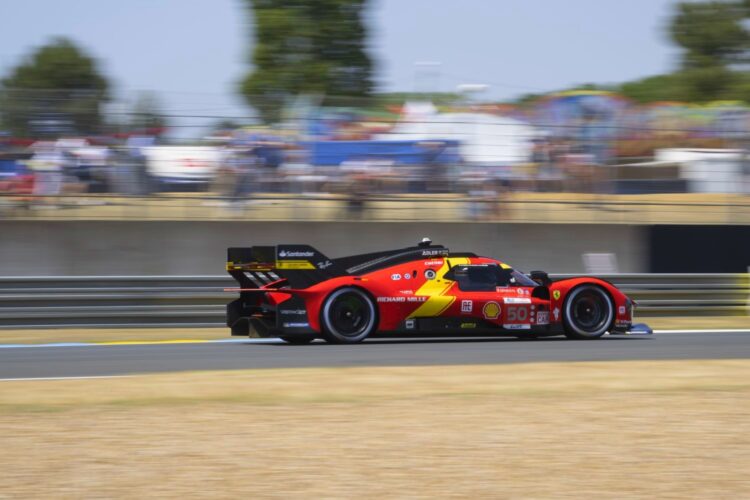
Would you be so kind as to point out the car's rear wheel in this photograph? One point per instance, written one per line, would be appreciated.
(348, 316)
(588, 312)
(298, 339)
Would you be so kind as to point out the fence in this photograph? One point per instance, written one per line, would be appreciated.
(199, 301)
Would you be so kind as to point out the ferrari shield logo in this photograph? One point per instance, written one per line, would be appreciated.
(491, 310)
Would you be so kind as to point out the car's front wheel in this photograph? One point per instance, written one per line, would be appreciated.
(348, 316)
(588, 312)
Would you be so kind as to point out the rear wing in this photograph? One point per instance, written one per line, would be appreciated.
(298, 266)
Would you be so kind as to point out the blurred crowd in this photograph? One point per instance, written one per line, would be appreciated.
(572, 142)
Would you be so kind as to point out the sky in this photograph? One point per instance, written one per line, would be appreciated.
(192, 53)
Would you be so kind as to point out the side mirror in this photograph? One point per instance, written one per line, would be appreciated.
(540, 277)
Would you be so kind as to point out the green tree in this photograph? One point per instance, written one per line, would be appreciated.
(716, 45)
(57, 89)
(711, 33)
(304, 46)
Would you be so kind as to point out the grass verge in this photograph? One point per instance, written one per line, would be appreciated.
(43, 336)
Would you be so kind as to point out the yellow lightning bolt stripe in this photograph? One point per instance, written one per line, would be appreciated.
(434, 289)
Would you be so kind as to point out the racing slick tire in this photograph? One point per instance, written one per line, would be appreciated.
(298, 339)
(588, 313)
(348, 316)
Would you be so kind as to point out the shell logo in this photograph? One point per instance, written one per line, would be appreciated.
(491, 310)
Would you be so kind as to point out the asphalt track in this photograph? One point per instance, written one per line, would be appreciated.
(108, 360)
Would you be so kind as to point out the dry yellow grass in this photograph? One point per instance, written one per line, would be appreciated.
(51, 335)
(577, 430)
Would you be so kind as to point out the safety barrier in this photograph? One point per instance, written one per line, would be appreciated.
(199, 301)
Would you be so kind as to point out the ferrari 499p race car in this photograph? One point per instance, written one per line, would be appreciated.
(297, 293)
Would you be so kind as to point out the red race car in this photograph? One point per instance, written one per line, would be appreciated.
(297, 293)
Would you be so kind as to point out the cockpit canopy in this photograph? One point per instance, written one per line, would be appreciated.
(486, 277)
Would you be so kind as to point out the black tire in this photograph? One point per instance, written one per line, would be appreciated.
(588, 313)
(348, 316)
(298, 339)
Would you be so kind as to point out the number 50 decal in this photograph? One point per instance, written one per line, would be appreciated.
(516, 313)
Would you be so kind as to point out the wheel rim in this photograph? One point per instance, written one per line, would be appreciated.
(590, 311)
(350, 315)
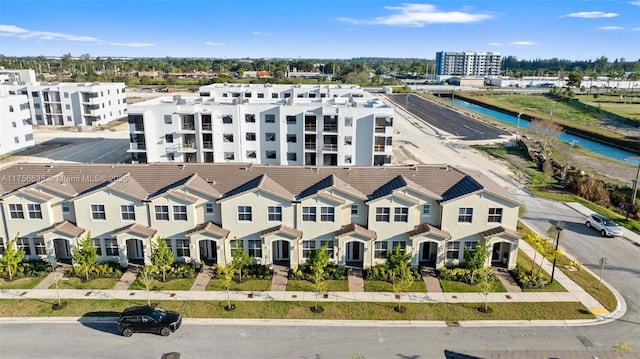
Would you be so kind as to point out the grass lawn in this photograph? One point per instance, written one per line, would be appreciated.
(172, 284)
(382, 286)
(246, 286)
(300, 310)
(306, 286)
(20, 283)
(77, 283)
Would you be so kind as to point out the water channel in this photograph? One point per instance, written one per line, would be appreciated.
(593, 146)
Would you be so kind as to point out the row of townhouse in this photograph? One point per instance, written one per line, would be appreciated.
★ ★ ★ ★ ★ ★ ★
:: Aim of the task ::
Give back every line of the material exactly as written, but not the pictures.

:: Answer space ::
Would you be so kind as to point out the car's rear wheel in this photograph? One point per instance, written one per line, would be appreciated.
(348, 316)
(588, 312)
(298, 339)
Would you be so kind as to point out the fence in this photograph? One point per instance, written one per line, would be appreciated.
(199, 301)
Would you be so kind as to point out the ferrari shield logo in this photograph? One point per instance, written one per line, would be appreciated.
(491, 310)
Would you be so kind as to point out the car's front wheel in this photograph? One point per instance, written one per line, would be appreciated.
(348, 316)
(588, 312)
Would you be so kind as to point out the rear wing in this photograph? One point per instance, written one per line, would be appreciated.
(298, 266)
Would you be so kind as to point out the blurred crowd in this photograph? One point per instance, written one per line, would be appreciated.
(572, 142)
Would you be so kind as to point out the sky in this photograph? One point per instance, written one per line, would be appreciated.
(192, 53)
Would you be so kind as to point out the side mirror in this photograph? One point per instance, written one per line, would be appreciated.
(540, 277)
Would you be so kind as to point out the green tree in this photograph? One point per instance, written one per line, would be appreciated.
(716, 45)
(57, 89)
(711, 33)
(304, 46)
Would you be so kind as to point out the grass verge in this photograph? One point per instance, written one per line, would be appreciated.
(43, 336)
Would you be so kind as to point out the yellow lightning bolt stripe in this photograph? One point per instance, written one per line, would be appreciated.
(434, 289)
Would you be so kind as to point out the racing slick tire in this photograph? One point per instance, written one per line, would be appreciated.
(298, 339)
(588, 313)
(348, 316)
Would you be so kind as to point out the shell logo in this photograph? One point per instance, written one per line, would be appreciated.
(491, 310)
Would you be so kind as to point out the asphalt track in this photograph? One point per instance, written one per line, would be appreciated.
(108, 360)
Would you be so kind as to point out the dry yellow grass in this photograph? One point per instance, written one per line, would be appreciated.
(51, 335)
(577, 430)
Would you be so kind as to point out the safety barrier in this photograph? One point per instance, written one per line, would be appreciated.
(199, 301)
Would you be so kind as to point out the ferrari 499p race car in this photograph? One point per instance, written one per line, would be appreciated.
(297, 293)
Would you be so kind as to point out the red race car in this photograph? One point per instance, written one per line, would be appreciated.
(297, 293)
Would you be so kind as to point out the cockpit canopy in this photograph? One point per instance, written one per line, would be appreciated.
(486, 277)
Would you be so kind as to point out the black tire in this photograph? One point per instance, written one per line, would be appreciated.
(588, 313)
(348, 316)
(298, 339)
Would you be so kind as to point out the number 50 decal in this photograph? One point per instance, written one per line, would be appreciated.
(516, 313)
Would you be so kind as to point out the wheel rim in this photograph? One point per instance, written one per line, would be appreciated.
(590, 311)
(350, 315)
Would you be so kind as to point out the grass lawn in this photograph? One point per instance, written one per line, would be appreciated.
(172, 284)
(382, 286)
(246, 286)
(300, 310)
(306, 286)
(20, 283)
(77, 283)
Would you be so kind as to point out the water channel in this photograph? One point per instance, written one per line, would be appreciated.
(593, 146)
Would you be so kind as to point out the row of townhouse in this photograph? One point per instance, written one per line, would be appreciated.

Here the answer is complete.